WHAT THE TASK REQUIRES: The records that follow are to be transcribed exactly.

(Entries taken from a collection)

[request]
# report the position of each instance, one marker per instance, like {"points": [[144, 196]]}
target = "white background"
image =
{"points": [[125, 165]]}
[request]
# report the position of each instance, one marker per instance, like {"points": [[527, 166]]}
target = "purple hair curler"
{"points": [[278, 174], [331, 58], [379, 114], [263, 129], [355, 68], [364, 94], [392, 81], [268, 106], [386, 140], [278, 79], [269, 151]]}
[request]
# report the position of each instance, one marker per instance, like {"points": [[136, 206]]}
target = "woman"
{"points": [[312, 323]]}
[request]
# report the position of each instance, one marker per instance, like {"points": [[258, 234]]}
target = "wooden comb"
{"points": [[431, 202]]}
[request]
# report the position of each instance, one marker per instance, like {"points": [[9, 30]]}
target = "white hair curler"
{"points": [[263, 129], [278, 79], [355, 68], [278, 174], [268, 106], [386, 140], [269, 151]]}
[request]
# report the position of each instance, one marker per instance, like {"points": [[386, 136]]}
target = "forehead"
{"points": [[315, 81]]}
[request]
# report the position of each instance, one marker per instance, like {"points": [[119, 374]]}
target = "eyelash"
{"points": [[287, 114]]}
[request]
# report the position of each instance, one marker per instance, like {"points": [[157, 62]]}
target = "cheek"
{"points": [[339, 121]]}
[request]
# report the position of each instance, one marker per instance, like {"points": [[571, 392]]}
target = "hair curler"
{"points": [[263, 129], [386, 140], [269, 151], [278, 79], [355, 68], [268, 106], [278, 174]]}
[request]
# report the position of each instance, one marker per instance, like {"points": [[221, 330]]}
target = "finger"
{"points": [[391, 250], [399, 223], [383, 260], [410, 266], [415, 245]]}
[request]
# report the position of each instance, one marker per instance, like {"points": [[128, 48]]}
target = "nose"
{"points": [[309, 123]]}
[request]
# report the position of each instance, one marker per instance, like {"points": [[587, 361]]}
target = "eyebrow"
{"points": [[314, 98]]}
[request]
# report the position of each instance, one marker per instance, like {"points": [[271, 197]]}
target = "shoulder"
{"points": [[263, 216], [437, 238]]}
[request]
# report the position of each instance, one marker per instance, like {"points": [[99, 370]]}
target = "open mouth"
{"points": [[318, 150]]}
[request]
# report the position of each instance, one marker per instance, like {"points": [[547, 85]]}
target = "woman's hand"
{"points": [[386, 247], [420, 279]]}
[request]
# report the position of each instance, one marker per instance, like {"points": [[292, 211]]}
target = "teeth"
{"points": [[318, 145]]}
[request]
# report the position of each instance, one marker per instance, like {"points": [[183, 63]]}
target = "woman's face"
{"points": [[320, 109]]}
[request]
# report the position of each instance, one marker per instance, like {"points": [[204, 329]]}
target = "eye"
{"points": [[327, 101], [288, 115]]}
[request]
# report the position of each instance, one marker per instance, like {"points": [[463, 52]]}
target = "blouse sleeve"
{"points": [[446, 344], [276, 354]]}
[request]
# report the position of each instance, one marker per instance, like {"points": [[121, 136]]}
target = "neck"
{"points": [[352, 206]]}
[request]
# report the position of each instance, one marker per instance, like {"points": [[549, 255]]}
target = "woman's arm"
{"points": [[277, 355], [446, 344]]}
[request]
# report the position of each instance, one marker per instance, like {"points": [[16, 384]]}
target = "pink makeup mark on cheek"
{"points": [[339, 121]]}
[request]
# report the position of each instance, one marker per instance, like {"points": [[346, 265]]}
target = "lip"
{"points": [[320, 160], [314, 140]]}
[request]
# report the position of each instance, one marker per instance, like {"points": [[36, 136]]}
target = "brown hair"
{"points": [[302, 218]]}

SOLVED PROBLEM:
[request]
# report the position of each instance, one marker per instance, like {"points": [[144, 196]]}
target = "white background"
image =
{"points": [[125, 165]]}
[request]
# report the position of each instance, one marker per instance, like {"points": [[527, 166]]}
target = "purple hair curler"
{"points": [[278, 174], [331, 58], [379, 114], [263, 129], [355, 68], [364, 94], [392, 81], [268, 106], [386, 140], [278, 79], [269, 151]]}
[request]
# report the position of each instance, one marker per instance, like {"points": [[136, 206]]}
target = "woman"
{"points": [[312, 323]]}
[request]
# report the position of each instance, one marker per instance, like {"points": [[258, 234]]}
target = "wooden comb"
{"points": [[431, 202]]}
[request]
# report the position of each instance, one marker per instance, like {"points": [[9, 30]]}
target = "white hair curler"
{"points": [[263, 129], [278, 79], [355, 68], [278, 174], [268, 106], [386, 140], [269, 151]]}
[request]
# report the position of each instance, one marker per instance, like {"points": [[386, 136]]}
target = "forehead"
{"points": [[315, 81]]}
[request]
# report the position of each instance, one marker per instance, like {"points": [[119, 374]]}
target = "eyelash"
{"points": [[287, 114]]}
[request]
# report the position of each instance, one marker per instance, like {"points": [[157, 62]]}
target = "cheek"
{"points": [[339, 121]]}
[request]
# report the position of each instance, one marker per instance, like {"points": [[571, 392]]}
target = "hair curler"
{"points": [[263, 129], [386, 140], [269, 151], [278, 79], [355, 68], [268, 106], [278, 174]]}
[request]
# report the position of each instance, one marker per instance, like {"points": [[221, 330]]}
target = "finger"
{"points": [[391, 250], [399, 223], [383, 260], [410, 266], [415, 245]]}
[request]
# report the position of each instance, one marker per instance, like {"points": [[128, 48]]}
target = "nose"
{"points": [[309, 123]]}
[request]
# report the position of each instance, one marker per instance, like {"points": [[587, 361]]}
target = "eyebrow"
{"points": [[314, 98]]}
[request]
# report the position of each instance, one marker per instance, like {"points": [[271, 197]]}
target = "shoulder"
{"points": [[263, 216], [437, 238]]}
[request]
# report the position of each instance, one marker per instance, like {"points": [[99, 370]]}
target = "open mouth"
{"points": [[318, 150]]}
[request]
# report the position of each instance, one marker per instance, like {"points": [[547, 85]]}
target = "woman's hand"
{"points": [[386, 247], [420, 279]]}
[request]
# report the position of each instance, one marker per instance, like {"points": [[292, 211]]}
target = "teeth"
{"points": [[318, 145]]}
[request]
# report the position of each instance, one marker per instance, like {"points": [[183, 63]]}
target = "woman's face"
{"points": [[320, 109]]}
[request]
# report the position of each instance, one marker per instance, like {"points": [[204, 329]]}
target = "eye"
{"points": [[327, 101], [288, 115]]}
[request]
# report the position of each instance, one marker per instance, like {"points": [[463, 52]]}
target = "blouse sleeve"
{"points": [[446, 344], [276, 354]]}
[request]
# report the position of each instance, one marker per instance, like {"points": [[121, 136]]}
target = "neck"
{"points": [[352, 206]]}
[request]
# report the position of each instance, one marker per instance, like {"points": [[549, 255]]}
target = "woman's arm"
{"points": [[277, 355], [446, 344]]}
[request]
# report the position of each instance, one marker per instance, like {"points": [[16, 384]]}
target = "pink makeup mark on cheek"
{"points": [[339, 121]]}
[request]
# report the position of each instance, one marker per instance, like {"points": [[346, 265]]}
target = "lip"
{"points": [[320, 160], [314, 140]]}
[request]
# report the position of each instance, one marker per instance, like {"points": [[36, 136]]}
target = "brown hair"
{"points": [[302, 218]]}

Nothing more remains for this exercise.